Work to do: Render the rows below as a numbered list, omitting any blank lines.

___

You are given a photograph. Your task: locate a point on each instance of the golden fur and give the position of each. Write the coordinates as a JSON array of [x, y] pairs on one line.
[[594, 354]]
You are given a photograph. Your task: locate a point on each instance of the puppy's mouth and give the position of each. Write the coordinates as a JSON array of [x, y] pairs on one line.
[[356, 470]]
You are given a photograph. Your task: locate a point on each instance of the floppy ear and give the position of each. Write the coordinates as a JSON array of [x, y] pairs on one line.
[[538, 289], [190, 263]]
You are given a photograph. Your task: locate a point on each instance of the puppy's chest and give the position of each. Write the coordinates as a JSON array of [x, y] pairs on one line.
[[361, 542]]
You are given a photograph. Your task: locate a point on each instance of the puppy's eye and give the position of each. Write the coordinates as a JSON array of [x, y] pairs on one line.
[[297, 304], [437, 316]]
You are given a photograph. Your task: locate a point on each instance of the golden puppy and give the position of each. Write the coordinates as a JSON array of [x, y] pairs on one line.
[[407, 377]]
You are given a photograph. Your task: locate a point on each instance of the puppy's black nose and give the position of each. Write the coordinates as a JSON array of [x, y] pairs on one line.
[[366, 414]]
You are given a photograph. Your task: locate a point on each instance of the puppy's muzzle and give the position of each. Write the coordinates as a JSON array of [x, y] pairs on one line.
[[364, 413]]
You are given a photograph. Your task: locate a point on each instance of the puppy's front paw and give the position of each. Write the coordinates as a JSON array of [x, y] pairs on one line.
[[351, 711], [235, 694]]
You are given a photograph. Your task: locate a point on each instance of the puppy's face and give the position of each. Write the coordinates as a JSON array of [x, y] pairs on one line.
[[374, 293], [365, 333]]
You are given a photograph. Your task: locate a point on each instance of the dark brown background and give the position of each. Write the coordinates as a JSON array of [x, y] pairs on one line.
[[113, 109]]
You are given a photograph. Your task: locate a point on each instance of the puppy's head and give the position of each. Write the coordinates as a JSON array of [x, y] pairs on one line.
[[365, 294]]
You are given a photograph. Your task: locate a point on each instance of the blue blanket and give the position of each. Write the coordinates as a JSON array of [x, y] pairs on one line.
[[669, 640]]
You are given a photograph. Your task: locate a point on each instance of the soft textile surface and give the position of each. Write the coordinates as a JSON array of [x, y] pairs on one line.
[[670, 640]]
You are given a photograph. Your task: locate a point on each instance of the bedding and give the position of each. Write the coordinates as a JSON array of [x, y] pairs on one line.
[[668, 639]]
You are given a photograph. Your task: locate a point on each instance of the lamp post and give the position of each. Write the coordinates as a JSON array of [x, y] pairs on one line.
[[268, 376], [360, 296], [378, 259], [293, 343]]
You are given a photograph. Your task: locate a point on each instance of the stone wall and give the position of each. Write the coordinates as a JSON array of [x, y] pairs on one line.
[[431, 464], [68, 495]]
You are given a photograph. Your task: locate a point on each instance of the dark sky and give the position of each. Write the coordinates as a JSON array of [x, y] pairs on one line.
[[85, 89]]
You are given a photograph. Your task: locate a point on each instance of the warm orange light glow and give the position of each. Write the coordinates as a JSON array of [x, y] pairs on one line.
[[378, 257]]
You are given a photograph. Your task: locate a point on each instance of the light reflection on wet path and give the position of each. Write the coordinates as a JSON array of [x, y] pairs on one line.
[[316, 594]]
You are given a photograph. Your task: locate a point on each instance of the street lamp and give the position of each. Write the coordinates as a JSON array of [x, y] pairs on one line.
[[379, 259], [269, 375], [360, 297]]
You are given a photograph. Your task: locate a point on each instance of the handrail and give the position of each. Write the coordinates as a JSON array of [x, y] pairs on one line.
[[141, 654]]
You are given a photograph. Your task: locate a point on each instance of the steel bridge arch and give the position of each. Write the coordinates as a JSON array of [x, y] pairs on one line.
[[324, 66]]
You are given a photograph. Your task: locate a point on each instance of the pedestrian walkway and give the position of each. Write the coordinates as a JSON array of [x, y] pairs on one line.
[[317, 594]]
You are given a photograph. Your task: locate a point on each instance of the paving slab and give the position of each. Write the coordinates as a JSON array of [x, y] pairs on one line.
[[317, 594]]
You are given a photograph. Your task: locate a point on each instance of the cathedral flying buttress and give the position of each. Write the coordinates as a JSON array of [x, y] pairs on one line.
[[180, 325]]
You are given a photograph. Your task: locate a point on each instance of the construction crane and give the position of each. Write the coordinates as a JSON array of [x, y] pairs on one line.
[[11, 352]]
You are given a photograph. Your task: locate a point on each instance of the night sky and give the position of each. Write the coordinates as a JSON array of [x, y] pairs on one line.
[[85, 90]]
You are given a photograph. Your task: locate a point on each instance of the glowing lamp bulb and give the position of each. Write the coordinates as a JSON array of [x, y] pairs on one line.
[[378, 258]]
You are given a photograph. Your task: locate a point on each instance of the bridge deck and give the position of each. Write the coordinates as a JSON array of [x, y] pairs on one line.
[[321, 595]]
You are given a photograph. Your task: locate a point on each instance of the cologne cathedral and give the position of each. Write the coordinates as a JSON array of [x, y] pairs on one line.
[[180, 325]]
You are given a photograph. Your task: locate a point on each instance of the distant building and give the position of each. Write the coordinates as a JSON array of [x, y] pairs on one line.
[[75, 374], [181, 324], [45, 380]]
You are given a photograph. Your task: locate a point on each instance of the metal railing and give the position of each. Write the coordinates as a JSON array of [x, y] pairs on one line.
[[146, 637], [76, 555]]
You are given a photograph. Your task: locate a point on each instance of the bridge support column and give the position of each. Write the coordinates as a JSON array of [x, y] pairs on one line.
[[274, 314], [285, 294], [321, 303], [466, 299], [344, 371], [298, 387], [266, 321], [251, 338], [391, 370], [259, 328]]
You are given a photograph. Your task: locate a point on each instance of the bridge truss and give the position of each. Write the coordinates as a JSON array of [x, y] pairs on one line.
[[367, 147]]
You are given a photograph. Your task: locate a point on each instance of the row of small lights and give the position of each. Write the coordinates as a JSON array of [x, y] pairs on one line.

___

Response for this exercise:
1. You are given a photograph. Your task: locate a point on each instance of the golden fur and give the position of each. Write the coordinates as a JSON array of [x, y] pairs on one line.
2. [[594, 354]]
3. You are given a photograph. Your task: locate a point on each instance of the puppy's mouth and give the position of each. Write the coordinates as a JSON array of [x, y] pairs on one line.
4. [[356, 470]]
5. You are given a photograph. Your task: locate a point on each instance of the floppy ear and give the position of each. Write the coordinates as a JSON array of [x, y] pairs on one line.
6. [[538, 289], [190, 263]]
7. You are given a photograph. Your task: locate a point on each instance of the puppy's chest and give the position of each. Write the coordinates as a JSON array of [x, y] pairs on one line.
8. [[361, 542]]
9. You are given a photograph. Your task: locate a point on each instance of the puppy's eye and give the position of each. Write the coordinates as a JSON array of [x, y] pairs on one line.
10. [[297, 304], [437, 316]]
11. You are given a photograph. Your task: locate a point on each instance of the golden puppy and give the position of each. Write the coordinates as a JSON array of [x, y] pairs on one line.
12. [[407, 377]]
13. You are given a photograph. Your task: locate a point on each instance of the puppy's black nose and give the position of each. Write the coordinates as a JSON array of [x, y] pairs on one line.
14. [[366, 414]]
15. You are given a photograph. Your task: locate a point on each instance of the puppy's muzzle and give the position of each. Write the coordinates as a JSON array of [x, y] pairs on one line.
16. [[364, 413]]
17. You are given a photograph. Your task: locate a point on each instance of the puppy's front paw and give the position of each. Write the coordinates as a JSON array of [x, y] pairs on one line.
18. [[351, 711], [235, 694]]
19. You are given a photograph. Your task: locate a point on each instance of the puppy's face and give the position of each. Write the coordinates as a JSON array of [x, y] pairs on one line.
20. [[374, 293], [365, 333]]
21. You are given a photograph. Your task: locate a point on each instance of the dark brown background and give the position of each. Write the coordinates as a JSON array of [x, y] pairs on one line.
22. [[113, 109]]
23. You are given a photograph. Your task: locate a point on each instance of the puppy's head and give the position of each. Write the coordinates as a JSON array of [x, y] pairs on one line.
24. [[365, 294]]
25. You are given a photograph. Your task: locate a point on each instance of the blue blanket and give the position of each. Write the coordinates as a JSON array of [x, y] pairs on one line.
26. [[669, 640]]
27. You are given a photograph. Your task: locate a point on each instance of the soft textile surface and give the position of each. Write the coordinates as a JSON array of [x, y] pairs on one line.
28. [[670, 640]]
29. You are given a photograph. Your task: locate a point on each instance of the bedding and give the position of each. Write the coordinates as a JSON array of [x, y] pairs on one line.
30. [[668, 639]]
31. You are given a photograph. Your task: locate a point on each instance of the lamp post and give the position of each. Write the coordinates as a JSON array of [x, y] pairs on one line.
32. [[268, 376], [360, 296], [378, 259], [293, 343]]
33. You are given a photograph. Your task: locate a point on each instance of the stone wall and give the position of each. Write the coordinates as a JSON array of [x, y] pairs on one line.
34. [[431, 464], [68, 495]]
35. You are given a photograph. Your task: locate a point on each instance of the dark sky and give the position of each. Write the coordinates as a JSON array of [x, y] pairs on one line.
36. [[85, 89]]
37. You are given a photograph. Your task: locate a point on each instance of the warm orange light glow and give the position of each. Write the coordinates as a JSON array of [x, y] pairs on one line.
38. [[378, 257]]
39. You are given a photograph. Your task: locate a point on each instance of the light reflection on wet path and give the position of each. Write the coordinates as a JSON array of [x, y] pairs on one line.
40. [[316, 594]]
41. You are given a photograph. Your task: locate a point on each instance of the street lamp and give the position of each. Write the coordinates as a JSON array of [x, y] pairs on one line.
42. [[379, 259], [269, 375], [360, 297]]
43. You are given a photograph. Your task: locate a point on each instance of the handrail and give the position of each. Write the coordinates as a JSON array of [x, y] pairs on one line.
44. [[141, 654]]
45. You are given a photograph. Your task: locate a point on each instance of the steel bridge arch and give the position of each. Write the coordinates as a JSON array of [x, y] pairs on one line.
46. [[324, 66]]
47. You are given a photograph. Your task: locate a point on each instance of the pedestrian walkway and give the position of each. Write the coordinates as a JSON array of [x, y] pairs on one line.
48. [[317, 594]]
49. You are given a photograph. Your task: locate a point on each instance of the paving slab and give the position of each. Write the coordinates as a JSON array of [x, y] pairs on one line.
50. [[317, 594]]
51. You are given a photograph. Your task: locate a point on each instance of the cathedral flying buttress and give the position of each. Write the coordinates as a JSON array of [x, y] pairs on one line.
52. [[180, 325]]
53. You are given a photograph. Your task: locate a point on each instance of the construction crane and give the position of each. Write the coordinates as a JSON array of [x, y] pairs on one line.
54. [[11, 352]]
55. You are given a photograph. Your task: locate a point on each instance of the night sky and give the position of each. Write the coordinates as a JSON array of [x, y] pairs on one line.
56. [[85, 90]]
57. You are given a photograph. Your task: locate a point on each instance of the glowing lamp bulb and give the position of each. Write the coordinates as a JSON array of [x, y] pairs on one line.
58. [[378, 258]]
59. You are given a photograph. Your task: locate a point on each instance of the bridge deck and give the position of each. Write the coordinates as a JSON array of [x, y] pairs on one line.
60. [[321, 595]]
61. You are given a photograph. Your task: locate a point on each instance of the cologne cathedral and give the position of each. Write the coordinates as a JSON array of [x, y] pairs on one line.
62. [[180, 325]]
63. You are given a photograph. Your task: locate a point on each instance of the distant building and give the position of each. Write the coordinates as a JSON array of [x, y] pairs on one line.
64. [[75, 374], [181, 324], [45, 380]]
65. You are given a photograph. Your task: locate a point on each instance of the metal railing and give the position of each. Write the coordinates as a JSON array of [x, y] pairs on one line.
66. [[146, 637], [76, 555]]
67. You are given a photograph. Your task: locate a point on each instance of the bridge support column and give the position of each. Write the coordinates as a JSON array of [x, y] pairs on one line.
68. [[274, 314], [285, 294], [321, 303], [466, 299], [344, 371], [298, 387], [266, 321], [251, 338], [391, 370], [259, 328]]
69. You are given a photograph. Your task: locate a point on each instance of the bridge truss and give the position of each. Write the coordinates as a JSON array of [x, y] pairs on one line.
70. [[367, 147]]
71. You are given a photograph. Your task: locate a point on each instance of the row of small lights and give the position of each. Write the coordinates as a JSON array of [x, y] pairs on one line.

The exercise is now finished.